Duplicate the records below line for line, without any change, and leave the pictures out of your copy.

Excerpts from a pointing dataset:
--- Start ---

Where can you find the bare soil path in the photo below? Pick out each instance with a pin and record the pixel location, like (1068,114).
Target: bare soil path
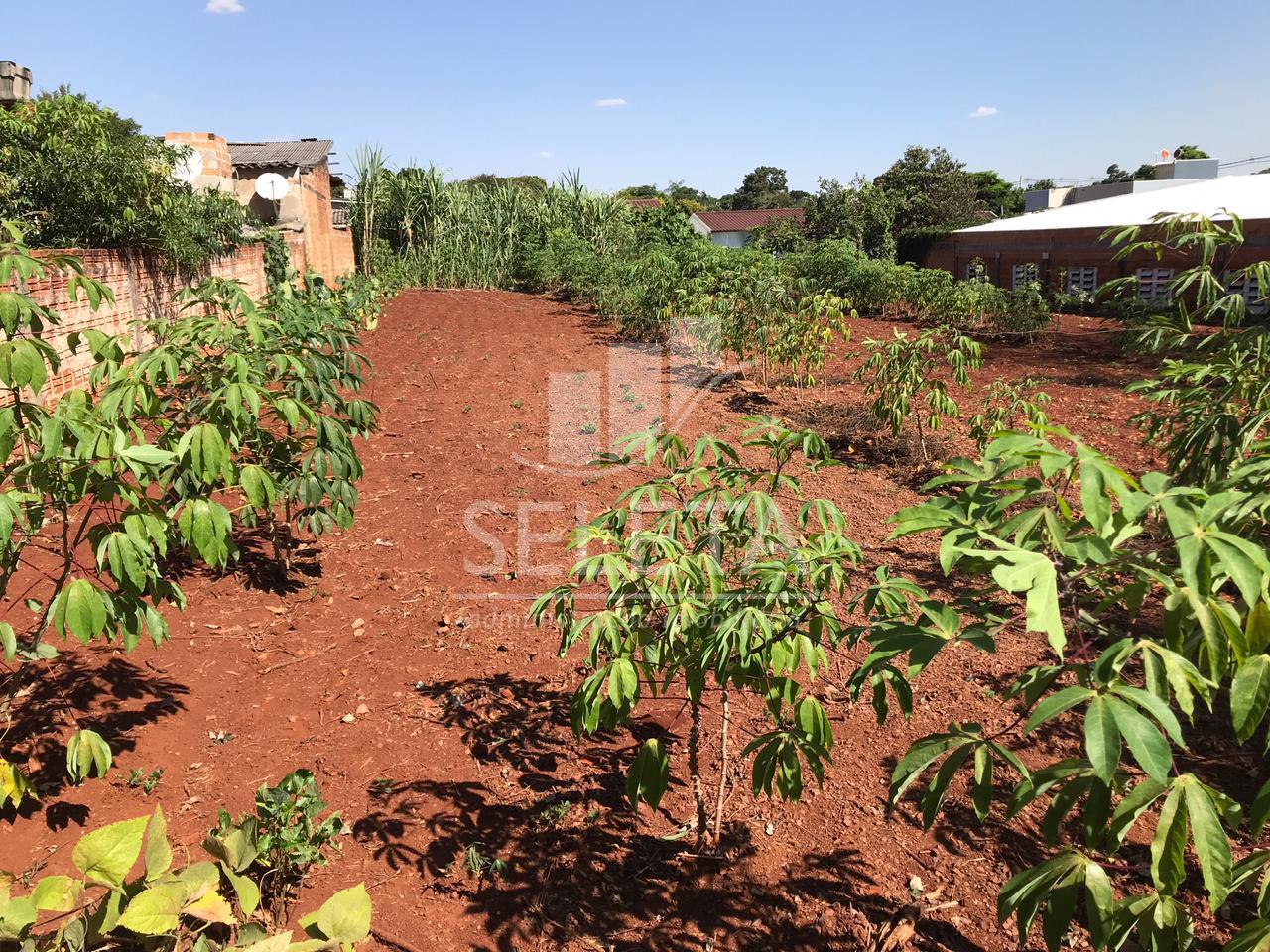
(458,749)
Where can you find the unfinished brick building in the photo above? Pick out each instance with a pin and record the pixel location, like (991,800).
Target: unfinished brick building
(308,208)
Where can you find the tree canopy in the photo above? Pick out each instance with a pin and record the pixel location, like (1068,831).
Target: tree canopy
(76,175)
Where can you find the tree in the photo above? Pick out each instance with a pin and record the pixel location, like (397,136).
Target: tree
(766,186)
(76,175)
(930,186)
(640,191)
(1115,176)
(996,194)
(860,212)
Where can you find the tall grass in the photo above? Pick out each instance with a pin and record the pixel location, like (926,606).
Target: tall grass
(452,234)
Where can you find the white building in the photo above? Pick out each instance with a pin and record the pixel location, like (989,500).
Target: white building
(735,229)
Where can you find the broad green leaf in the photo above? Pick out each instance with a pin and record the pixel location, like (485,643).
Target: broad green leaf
(1101,739)
(1146,743)
(86,752)
(108,853)
(155,910)
(1250,696)
(345,916)
(158,851)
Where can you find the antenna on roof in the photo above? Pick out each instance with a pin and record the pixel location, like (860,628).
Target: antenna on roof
(190,167)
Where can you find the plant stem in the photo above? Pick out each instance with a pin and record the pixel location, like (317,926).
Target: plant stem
(695,770)
(722,774)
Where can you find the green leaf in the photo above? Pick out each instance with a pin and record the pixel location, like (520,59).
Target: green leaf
(108,853)
(155,910)
(1169,846)
(1211,844)
(1101,739)
(158,852)
(344,918)
(649,774)
(1250,696)
(80,611)
(86,752)
(1146,743)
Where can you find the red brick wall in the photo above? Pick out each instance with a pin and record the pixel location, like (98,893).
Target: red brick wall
(1055,250)
(143,290)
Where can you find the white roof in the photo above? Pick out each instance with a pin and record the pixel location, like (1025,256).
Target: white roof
(1246,195)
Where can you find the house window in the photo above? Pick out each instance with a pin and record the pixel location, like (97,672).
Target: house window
(1247,287)
(1082,280)
(974,271)
(1153,285)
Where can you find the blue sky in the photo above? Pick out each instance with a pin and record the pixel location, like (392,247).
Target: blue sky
(705,90)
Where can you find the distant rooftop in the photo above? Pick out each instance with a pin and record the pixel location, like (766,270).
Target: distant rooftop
(305,153)
(1246,195)
(747,220)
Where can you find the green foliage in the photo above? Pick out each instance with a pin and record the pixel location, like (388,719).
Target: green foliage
(708,581)
(861,213)
(282,839)
(901,376)
(766,186)
(1152,598)
(198,905)
(1210,400)
(930,186)
(75,175)
(239,414)
(1006,407)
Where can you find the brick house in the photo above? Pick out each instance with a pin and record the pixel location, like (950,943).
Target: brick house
(1065,246)
(309,209)
(737,229)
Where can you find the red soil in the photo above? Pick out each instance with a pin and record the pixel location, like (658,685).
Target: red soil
(417,620)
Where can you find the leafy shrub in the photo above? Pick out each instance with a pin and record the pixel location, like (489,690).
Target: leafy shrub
(79,176)
(1151,595)
(234,405)
(1210,404)
(720,587)
(1006,405)
(901,375)
(162,906)
(281,841)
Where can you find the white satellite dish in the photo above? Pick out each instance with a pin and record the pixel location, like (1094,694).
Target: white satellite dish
(272,186)
(190,167)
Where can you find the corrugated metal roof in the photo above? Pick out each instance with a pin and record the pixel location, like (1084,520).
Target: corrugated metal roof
(305,153)
(747,220)
(1246,195)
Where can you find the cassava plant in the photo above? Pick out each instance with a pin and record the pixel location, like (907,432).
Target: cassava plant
(903,373)
(1210,398)
(711,590)
(1008,405)
(1150,598)
(203,905)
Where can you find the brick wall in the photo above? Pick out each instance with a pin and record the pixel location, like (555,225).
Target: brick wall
(143,290)
(1056,250)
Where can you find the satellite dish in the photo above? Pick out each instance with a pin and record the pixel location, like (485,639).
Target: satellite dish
(272,186)
(190,167)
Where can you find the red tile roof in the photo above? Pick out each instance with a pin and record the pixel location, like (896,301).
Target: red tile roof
(747,220)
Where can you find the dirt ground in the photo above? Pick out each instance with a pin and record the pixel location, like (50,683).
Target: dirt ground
(458,744)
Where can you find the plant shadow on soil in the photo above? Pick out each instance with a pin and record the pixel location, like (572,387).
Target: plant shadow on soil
(113,698)
(579,870)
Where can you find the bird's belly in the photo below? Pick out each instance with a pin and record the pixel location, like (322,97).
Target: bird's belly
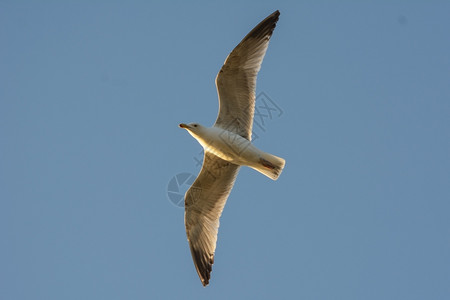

--- End ---

_FULL OUTPUT:_
Where can you find the bare soil path in the photo below? Pick out each instance with a pin and record the pixel location, like (1068,114).
Target: bare soil path
(458,749)
Where can you find the unfinished brick building in the photo above? Pick out each instance with a pin and record the pixel location, like (991,800).
Target: unfinished brick building
(308,208)
Where can you find the tree canopy in the photo above? Pick out each instance with a pin and record the pixel location, like (1068,831).
Target: tree canopy
(76,175)
Where can you find the tree in the photo above? Pick out each instance with a pin and record the pixel location, like (397,136).
Target: tree
(766,186)
(76,175)
(930,186)
(640,191)
(1115,176)
(996,194)
(860,212)
Where can you find the tall grass in the photo above? Pick out each instance with a pin and record the pixel location, like (926,606).
Target: tall grass
(452,234)
Where can you find the white building in the photo above? Pick out each instance with a pin and record the pixel location, like (989,500).
Target: white building
(735,229)
Where can you find the broad green leaf in the photo above? Pick out each instance with a pin and record the pixel location, like (485,643).
Target: broad green leaf
(1101,739)
(1146,743)
(86,752)
(108,853)
(155,910)
(1250,696)
(345,916)
(158,851)
Where can you find the antenna on roof in the photo above? Pick out each instance with a pin and record the pixel location, like (860,628).
Target: antenna on roof
(190,167)
Where can you find the plant stem in the photo above? Pick out each instance with a pin and record the pixel location, like (317,926).
Target: plant stem
(695,770)
(722,774)
Where can you find the green leaf in the photo above? Pick out each instance with a pin and record the pixel location, like (520,59).
Target: green leaf
(108,853)
(155,910)
(1169,846)
(1211,844)
(1101,739)
(158,852)
(344,918)
(649,774)
(1250,696)
(80,611)
(86,752)
(1146,743)
Where can you find the red brick wall in the photo above? Pick out each instance with a pin and record the pixel location, like (98,893).
Target: red brick wall
(1055,250)
(143,290)
Where can you find the white roof in the photo above? Pick out each instance with a pin and record the pixel location, like (1025,256).
Target: white roof
(1246,195)
Where can you find the house window in the photo above? Pick out each instance with a pin and record the pixel location, like (97,672).
Target: house window
(1247,287)
(1082,280)
(974,271)
(1153,285)
Where can you find the blue sky in the photo above? Pick out each instance with a pin and record the pixel location, like (392,247).
Target: blue sky
(705,90)
Where can you find the distant rooftop in the photo above? Pick out each instance with a pin and record the pixel location, like (766,270).
Target: distant rooftop
(305,153)
(1246,195)
(747,220)
Where can you find the green foliage in the photo above? Pick out each instance with a pin and record the pixel location, like (388,719).
Target: green foliage
(708,581)
(861,213)
(282,839)
(901,376)
(766,186)
(1152,598)
(198,905)
(1210,400)
(930,186)
(75,175)
(239,414)
(1006,407)
Where can you find the brick house in the photo above? Pick out each instance with a pin and record the pixel location, like (950,943).
Target: brick house
(1065,246)
(309,209)
(737,229)
Where can you find the red soil in the photo above? Pick out each instance with a pin and record the pixel location, like (658,685).
Target: red soil
(417,620)
Where can you find the leafy shrub in the photo above? Pick out each instance with a pin and record the pixel location, like (489,690).
Target: leafy shrub
(79,176)
(1151,595)
(234,405)
(1210,404)
(720,587)
(1006,405)
(901,375)
(162,906)
(281,841)
Where can you find the white satellite dish in the photo above? Pick out each instance with a pin and record the pixel location, like (1094,694).
Target: white satellite dish
(272,186)
(190,167)
Where can you find the corrugated metal roof in the photo above? Pick out each instance with a pin and record the pixel location, like (1084,520).
Target: corrugated metal roof
(305,153)
(747,220)
(1246,195)
Where can you find the cassava plant in the photo above? Pick out each instance with a pin and record the pixel location, like (907,432).
Target: cassava plant
(903,373)
(1210,398)
(711,590)
(1008,405)
(1150,598)
(203,905)
Where can you find the brick wall in the photo above? Pick out each instance with a pin and record the pixel location, like (555,225).
Target: brick wall
(143,290)
(1056,250)
Where can you find the satellite dish in the photo above? Pick out each instance with a pin and record the pixel location, like (485,639).
Target: satellite dish
(272,186)
(190,167)
Where can you find the red tile roof in the photo above? Pick out each instance with a pin and record the pixel location, like (896,301).
Target: red tile roof
(747,220)
Where can you find the dirt ground in the photo above? Pick out each instance with a pin and record the pixel location, like (50,683).
Target: dirt ground
(458,744)
Where can you find the plant shadow on soil in the photo above? Pick out each instance with a pin and record the pixel location, like (572,387).
Target: plant shadow on soil
(113,698)
(579,870)
Where can you find the bird's belly in the photo below? Pick out each instance with a pin and record the pixel location, like (322,97).
Target: bird's belly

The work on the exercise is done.